-- start EXTRACT TO READ --

Shades of Grey (and Blue)

by Roderick Long

Libertarians have long been divided over the American Civil War. Herbert Spencer and Ayn Rand favoured the North; Lord Acton and Murray Rothbard, the South. Recently, the Cato Institute and the Objectivist Center have published articles defending Lincoln as an emancipator, while the Ludwig von Mises Institute and the Ayn Rand Institute (on the same side of an issue for once!) have slammed Lincoln as a statist dictator.

I have good friends on both sides of this dispute. But I can’t work up much enthusiasm for either the Union or the Confederacy.

When libertarians on one side point out that the Union centralised power, violated civil liberties, committed vicious war crimes, was hypocritical on secession, ignored avenues for peaceful emancipation, and cared more about tariffs and nationalism than about ending slavery, I agree and applaud; but they lose me when they start calling the Civil War the “Second War of American Independence” and portray the Confederates as freedom fighters.

Equivalently, when libertarians on the other side point out that the preservation and extension of slavery was central to the South’s motivations for secession (as seems clear from what secessionists said at the time of secession, as opposed to what they said in their memoirs years later), and that the Confederacy was just as bloated and oppressive a centralized state as the Union, equally hypocritical on secession and equally invasive of civil liberties, once more I agree and applaud. (As I like to say, the Confederacy was just another failed government program.) But they too lose me, when they start calling Lincoln a great libertarian and the consolidation of federal power a victory for liberty.

-- end EXTRACT TO READ --

GOAL OF THE EXERCISE -
Return the passage of the essay on libertarians and the Civil War from "Equivalently, when libertarians" to "victory for liberty.", word for word.

-- start DATA LISTING --

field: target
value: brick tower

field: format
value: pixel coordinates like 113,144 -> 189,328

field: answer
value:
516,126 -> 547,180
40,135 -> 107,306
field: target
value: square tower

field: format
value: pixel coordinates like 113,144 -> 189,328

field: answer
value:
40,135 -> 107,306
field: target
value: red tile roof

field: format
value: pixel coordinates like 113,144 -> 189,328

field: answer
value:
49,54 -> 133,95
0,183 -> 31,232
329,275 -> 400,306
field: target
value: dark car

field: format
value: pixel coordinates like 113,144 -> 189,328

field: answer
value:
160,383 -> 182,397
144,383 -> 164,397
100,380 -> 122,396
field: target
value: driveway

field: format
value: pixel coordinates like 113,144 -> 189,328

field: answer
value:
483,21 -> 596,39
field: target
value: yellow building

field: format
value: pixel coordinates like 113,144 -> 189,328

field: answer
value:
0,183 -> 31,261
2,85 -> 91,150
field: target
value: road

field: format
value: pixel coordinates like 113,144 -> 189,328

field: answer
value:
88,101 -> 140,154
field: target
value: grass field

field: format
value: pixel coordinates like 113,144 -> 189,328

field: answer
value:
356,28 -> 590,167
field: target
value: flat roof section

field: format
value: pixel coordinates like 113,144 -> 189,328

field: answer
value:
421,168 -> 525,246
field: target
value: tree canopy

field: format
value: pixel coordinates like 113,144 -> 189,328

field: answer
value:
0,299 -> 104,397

-- end DATA LISTING --

ANSWER TO THIS TASK -
Equivalently, when libertarians on the other side point out that the preservation and extension of slavery was central to the South’s motivations for secession (as seems clear from what secessionists said at the time of secession, as opposed to what they said in their memoirs years later), and that the Confederacy was just as bloated and oppressive a centralized state as the Union, equally hypocritical on secession and equally invasive of civil liberties, once more I agree and applaud. (As I like to say, the Confederacy was just another failed government program.) But they too lose me, when they start calling Lincoln a great libertarian and the consolidation of federal power a victory for liberty.